_Required tasks:_
A) According to the passage on therapy, how many sessions a week were patients expected to attend in the old psychoanalytically-oriented therapy?
B) Return everything in the passage on therapy from "Cognitive treatment recommends" down to "change your habits.".
C) Take the passage on therapy further, picking up after its final sentence.

::: Selected passage

Meaning never changed a bad habit.
Cognitive treatment recommends desensitization as a cure for
phobias. It allows its patients to be exposed gradually and in controlled
circumstances to, for example, elevators or spiders. In that way it teaches them how to
manage the negative emotions that have been attached to the objects.
Second, Ross and Newman explain that you should not expect
that your weekly one-hour therapy session will suffice to change your habits.
In the old world of psychoanalytically-oriented therapy
patients were expected to undergo three or so sessions a week. And they were
forced to introspect, thus to withdraw from their lives and to get in touch
with their feelings.
Now, the new therapies have simply turned it inside/out, or
better outside/in. It is saying that you should not expect a little mental
gymnastics, or even insight to improve your condition.
Patients who do the best in the new therapy are the ones who
work on changing their behavior, that is, who modify the way they conduct their
lives, outside of their sessions.
Ross and Newman summarize:
If
you’re depressed and lethargic, you may be asked to follow a schedule that gets
you up and out of bed. Therapists might challenge sufferers of social anxiety
to have encounters with strangers, such as asking for directions to a bowling
alley or farmers’ market.
Since the new forms of therapy are in transition, they still
retain vestiges of the old therapy. For example, they still refuse to give advice.
Of course, there’s advice and there’s advice. If your therapist
recommends that you get up and get out of bed or that you encounter strangers,
he is offering advice. If he recommends that you begin a workout regimen, he is
offering advice.
When therapists say that they cannot offer advice, they are
referring to larger, more consequential decisions.
Therapists have found a way to rationalize their failure to
offer advice and guidance:
Lots of
people go to therapy looking for a fast, tidy solution like “Yes! You should
quit your job!” or “No! You absolutely should not quit it!” Therapists, however, don't want to
provide us with that response. Here’s why: They don’t have all the information,
and so their solution might be the absolute worst thing for you. Instead, they
want to guide you to your own solution by asking questions, assisting you
through your own thought processes, and helping you identify what’s keeping you
from making a decision. For example, if a patient is considering leaving her
boyfriend, only she knows what’s really going on.

::::::
::: Data under study

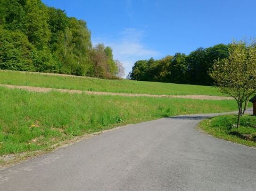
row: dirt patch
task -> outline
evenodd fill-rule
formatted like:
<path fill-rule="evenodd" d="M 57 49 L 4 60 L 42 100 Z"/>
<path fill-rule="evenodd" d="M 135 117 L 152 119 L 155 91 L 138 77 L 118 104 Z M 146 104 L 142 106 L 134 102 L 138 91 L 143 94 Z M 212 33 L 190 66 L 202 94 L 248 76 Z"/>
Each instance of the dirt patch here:
<path fill-rule="evenodd" d="M 26 86 L 23 85 L 14 85 L 8 84 L 0 84 L 0 86 L 5 87 L 9 88 L 21 89 L 26 90 L 31 92 L 49 92 L 52 91 L 70 93 L 86 93 L 91 95 L 119 95 L 122 96 L 129 97 L 151 97 L 155 98 L 185 98 L 194 99 L 208 99 L 208 100 L 227 100 L 233 99 L 232 98 L 224 96 L 212 96 L 204 95 L 152 95 L 143 93 L 114 93 L 103 92 L 92 92 L 82 90 L 67 90 L 64 89 L 56 89 L 42 88 L 39 87 Z"/>

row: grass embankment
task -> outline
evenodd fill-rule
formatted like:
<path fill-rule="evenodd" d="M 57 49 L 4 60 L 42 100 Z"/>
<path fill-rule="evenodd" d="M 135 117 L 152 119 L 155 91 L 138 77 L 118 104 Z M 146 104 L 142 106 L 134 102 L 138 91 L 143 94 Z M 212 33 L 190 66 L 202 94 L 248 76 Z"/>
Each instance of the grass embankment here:
<path fill-rule="evenodd" d="M 0 88 L 0 155 L 42 149 L 115 126 L 236 108 L 233 100 L 38 93 L 6 88 Z"/>
<path fill-rule="evenodd" d="M 228 115 L 214 117 L 201 122 L 198 127 L 210 135 L 227 141 L 256 146 L 256 142 L 241 138 L 241 135 L 251 134 L 256 136 L 256 117 L 244 116 L 241 117 L 240 126 L 233 127 L 237 122 L 237 116 Z"/>
<path fill-rule="evenodd" d="M 217 88 L 210 86 L 49 76 L 4 70 L 0 70 L 0 84 L 117 93 L 226 96 L 220 93 Z"/>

::::::

_Answers to the exercise:_
A) Three or so sessions a week.

B)
Cognitive treatment recommends desensitization as a cure for
phobias. It allows its patients to be exposed gradually and in controlled
circumstances to, for example, elevators or spiders. In that way it teaches them how to
manage the negative emotions that have been attached to the objects.
Second, Ross and Newman explain that you should not expect
that your weekly one-hour therapy session will suffice to change your habits.

C)
In truth, the reason therapists refuse to give advice is
that they do not know how. Advice-giving is not taught in therapy school. Therapists
who are good at it have learned it through experience, but to do so you need to
be offering advice.
Like psychoanalysts before them therapists suggest that
their role is to help people find their own solutions or to help them remove
the mental blocks that are preventing them from making decisions.
In my view, therapists should get over the notion that
patients can find out what to do by consulting their inner guide.
No one gets very far in life without learning how to take
advice from other people. There is no special virtue in making your own
mistakes.
Therapists who refuse categorically to give advice, on the
ground that they are too ignorant to know what is best because they do not have
all the information are shortchanging their patients.
You do not have to know everything to offer guidance. No one
knows everything, so it is silly to bow down to an unrealistic standard.
No therapist can give advice about all problems and no
therapist should imagine that a piece of advice is going to solve everything.
That should not prevent him from giving some advice in some circumstances.
Of course, no patient is obliged to take advice. Giving
advice is not the same as telling someone what to do. A therapist who knows how
to give advice will always couch it in terms that suggest that the patient is
being given a choice, between taking the advice or rejecting it.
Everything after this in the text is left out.